Cada projeto cultural, sarau, roda literária, oficina de arte e resistência, teceu a teia que construí. E acredite: foram muitas tessituras — da construção da tese “A Ludopoiese na Educação Infantil” no doutorado em educação, passando pelos “jogos viso-corporais” do projeto de mestrado, às oficinas de cultura popular no CAIC, às produções audiovisuais no YouTube e as publicações aqui e além-mar, são muitos dados que a minha memória não conseguem sistematizar. 

 

E mesmo nessa produtividade intensa, jamais perdi meu lado “arteira”. Nas salas de aula, sempre fui aquela professora que contava histórias com “sotaque potiguar”, fazia piadas no meio de uma teoria, trazia uma canção no improviso ou um olhar reflexivo  quando o silêncio dizia mais do que as palavras. 

 

Minha arte nunca teve moldura. Ela ganhou corpo, voz, movimento e propósito e seguirá no viés contracolonial — no discurso e na prática — de quem ainda tem muito a aprender como Ser que se constrói no caminho a cada passo dado, a cada experiência vivida.

 

Entre as maiores conquistas? O Prêmio “Jabuti” 2023, o Prêmio “Literatura de Mulheres “Carolina Maria de Jesus 2024”, o Prêmio “Professores do Brasil”que recebi do Presidente Lula no seu primeiro mandato em 2004. 

 

Entretanto, nem estes títulos e as dezenas de artigos científicos e coletâneas que publiquei, podem se comparar com a dádiva decolonial que recebi de articular o Mulherio das Letras Indígenas em 2021, ecoando vozes de mulheres que a história tentou silenciar.

**EXERCÍCIOS PROPOSTOS**
**A)** Transcreva do relato de trajetória a passagem de "E mesmo nessa" a "mandato em 2004.".
**B)** Resuma o relato de trajetória em duas frases.
**C)** Dê continuidade ao relato de trajetória a partir do ponto em que ele termina.

[Registros de marcação de pontos]
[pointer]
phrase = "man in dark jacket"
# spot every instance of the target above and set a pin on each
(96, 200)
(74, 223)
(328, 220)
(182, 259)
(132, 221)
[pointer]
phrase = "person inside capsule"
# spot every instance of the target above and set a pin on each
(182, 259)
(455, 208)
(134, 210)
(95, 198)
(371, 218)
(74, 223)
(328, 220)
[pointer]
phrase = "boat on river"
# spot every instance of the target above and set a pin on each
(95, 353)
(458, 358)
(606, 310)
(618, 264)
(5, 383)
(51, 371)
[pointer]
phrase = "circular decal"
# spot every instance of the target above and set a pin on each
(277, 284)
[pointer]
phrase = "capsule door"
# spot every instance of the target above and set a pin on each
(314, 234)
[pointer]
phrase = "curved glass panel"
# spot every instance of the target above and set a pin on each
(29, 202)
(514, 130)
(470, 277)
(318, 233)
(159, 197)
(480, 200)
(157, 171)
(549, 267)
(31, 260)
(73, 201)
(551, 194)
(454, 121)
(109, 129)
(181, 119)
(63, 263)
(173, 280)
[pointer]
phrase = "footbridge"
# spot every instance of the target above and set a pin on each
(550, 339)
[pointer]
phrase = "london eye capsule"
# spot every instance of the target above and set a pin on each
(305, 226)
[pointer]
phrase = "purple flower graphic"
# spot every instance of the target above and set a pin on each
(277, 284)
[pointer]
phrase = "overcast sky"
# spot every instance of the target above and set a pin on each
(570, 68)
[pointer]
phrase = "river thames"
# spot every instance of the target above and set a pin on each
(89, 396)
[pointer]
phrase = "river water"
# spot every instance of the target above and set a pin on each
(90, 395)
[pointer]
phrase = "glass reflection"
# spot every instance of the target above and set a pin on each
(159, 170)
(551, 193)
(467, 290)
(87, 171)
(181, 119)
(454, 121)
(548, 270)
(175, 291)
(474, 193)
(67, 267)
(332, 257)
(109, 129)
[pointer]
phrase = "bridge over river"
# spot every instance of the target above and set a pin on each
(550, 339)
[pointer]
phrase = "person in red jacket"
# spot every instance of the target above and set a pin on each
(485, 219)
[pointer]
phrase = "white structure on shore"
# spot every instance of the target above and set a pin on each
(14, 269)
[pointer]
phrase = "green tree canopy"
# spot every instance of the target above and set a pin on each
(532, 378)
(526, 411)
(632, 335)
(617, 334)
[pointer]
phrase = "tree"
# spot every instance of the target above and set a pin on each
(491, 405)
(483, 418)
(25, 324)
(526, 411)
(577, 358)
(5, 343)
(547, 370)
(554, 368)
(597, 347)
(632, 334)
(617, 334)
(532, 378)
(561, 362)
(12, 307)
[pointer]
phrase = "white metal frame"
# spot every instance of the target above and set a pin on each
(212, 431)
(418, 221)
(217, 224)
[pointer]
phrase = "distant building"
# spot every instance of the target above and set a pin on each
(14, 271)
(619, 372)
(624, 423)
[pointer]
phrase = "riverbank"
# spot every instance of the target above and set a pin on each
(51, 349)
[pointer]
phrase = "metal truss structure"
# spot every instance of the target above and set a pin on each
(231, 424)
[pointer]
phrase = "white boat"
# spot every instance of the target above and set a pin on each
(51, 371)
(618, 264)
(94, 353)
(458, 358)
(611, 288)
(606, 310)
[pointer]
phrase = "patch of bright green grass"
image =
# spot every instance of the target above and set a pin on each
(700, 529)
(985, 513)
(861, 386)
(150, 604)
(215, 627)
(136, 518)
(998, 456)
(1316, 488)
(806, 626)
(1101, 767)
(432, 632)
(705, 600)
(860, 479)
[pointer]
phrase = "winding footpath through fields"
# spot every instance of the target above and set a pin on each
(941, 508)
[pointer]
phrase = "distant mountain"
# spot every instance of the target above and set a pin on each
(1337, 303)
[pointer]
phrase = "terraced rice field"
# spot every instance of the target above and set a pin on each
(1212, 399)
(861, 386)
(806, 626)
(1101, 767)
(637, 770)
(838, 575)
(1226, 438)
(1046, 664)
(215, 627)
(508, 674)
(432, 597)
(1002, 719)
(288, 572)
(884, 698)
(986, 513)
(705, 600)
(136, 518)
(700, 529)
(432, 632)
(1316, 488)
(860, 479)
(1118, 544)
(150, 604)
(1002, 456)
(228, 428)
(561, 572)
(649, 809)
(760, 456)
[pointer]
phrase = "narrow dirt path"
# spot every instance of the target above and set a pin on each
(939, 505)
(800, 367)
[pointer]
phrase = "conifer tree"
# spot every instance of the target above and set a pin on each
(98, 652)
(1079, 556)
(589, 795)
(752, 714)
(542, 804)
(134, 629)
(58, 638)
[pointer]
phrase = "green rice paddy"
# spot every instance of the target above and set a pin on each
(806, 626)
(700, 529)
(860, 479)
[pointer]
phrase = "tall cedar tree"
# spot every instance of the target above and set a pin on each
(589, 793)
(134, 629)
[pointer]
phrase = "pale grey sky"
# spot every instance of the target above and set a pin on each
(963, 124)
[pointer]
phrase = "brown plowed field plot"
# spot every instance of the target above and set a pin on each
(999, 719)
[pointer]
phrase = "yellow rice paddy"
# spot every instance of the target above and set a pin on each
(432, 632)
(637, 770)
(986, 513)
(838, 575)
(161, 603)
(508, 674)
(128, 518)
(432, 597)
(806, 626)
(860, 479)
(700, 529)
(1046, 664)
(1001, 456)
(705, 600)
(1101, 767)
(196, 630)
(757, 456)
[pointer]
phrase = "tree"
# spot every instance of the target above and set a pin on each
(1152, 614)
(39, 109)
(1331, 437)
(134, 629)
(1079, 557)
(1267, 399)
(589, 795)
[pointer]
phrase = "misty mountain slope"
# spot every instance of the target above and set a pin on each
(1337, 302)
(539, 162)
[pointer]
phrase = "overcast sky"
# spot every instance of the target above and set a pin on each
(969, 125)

**RESPOSTAS**
**A)**
E mesmo nessa produtividade intensa, jamais perdi meu lado “arteira”. Nas salas de aula, sempre fui aquela professora que contava histórias com “sotaque potiguar”, fazia piadas no meio de uma teoria, trazia uma canção no improviso ou um olhar reflexivo  quando o silêncio dizia mais do que as palavras. 

 

Minha arte nunca teve moldura. Ela ganhou corpo, voz, movimento e propósito e seguirá no viés contracolonial — no discurso e na prática — de quem ainda tem muito a aprender como Ser que se constrói no caminho a cada passo dado, a cada experiência vivida.

 

Entre as maiores conquistas? O Prêmio “Jabuti” 2023, o Prêmio “Literatura de Mulheres “Carolina Maria de Jesus 2024”, o Prêmio “Professores do Brasil”que recebi do Presidente Lula no seu primeiro mandato em 2004.

**B)** O relato de trajetória descreve um percurso feito de projetos culturais, pesquisas de mestrado e doutorado, oficinas de cultura popular, produções audiovisuais e publicações, sem perder o lado “arteira” nas salas de aula e com uma arte que seguirá no viés contracolonial. Entre as maiores conquistas estão o Prêmio Jabuti 2023, o Prêmio Literatura de Mulheres Carolina Maria de Jesus 2024 e o Prêmio Professores do Brasil de 2004, mas nada se compara a ter articulado o Mulherio das Letras Indígenas em 2021.

**C)**
Nesta semana na despedida do meu lugar de trabalho, não consegui dizer “adeus”. Acionei o modo “fora do padrão”: preparei um lanche simples e acolhedor, do jeito que acredito que a vida deveria ser: uma bela mesa com comida caseira, conversas, risos e afetos — entre colegas que, mesmo diferentes, se respeitam no caminhar.

 

Hoje, não me aposento da educação. Me reposiciono para o movimento plural, intercultural e seguirei como Eva Potiguara: filha do povo Potiguara Sagi Jacu, escritora, artista, educadora, ativista. Lutarei por quem não foi ouvido, ensinando quem quiser aprender e, principalmente, aprendendo de quem sabe ensinar com o coração aberto para a diversidade e a decolonialidade. 

 

O maior prêmio que levo? São os amigos que fiz — entre alunos, colegas e parceiros de caminhada. Gente que confia no riso fácil da “Pequena Eva” que sempre fui, no café compartilhado na sala dos professores, no poema recitado sem aviso e no abraço que cura um dia difícil.

 

E assim encerro mais um capítulo da minha história. 

Mas, e o livro desta caminhada?

Ah, esse ainda está longe de terminar.

Aûîébeté Xe irû!

“Muito obrigada, companheiras e companheiros!”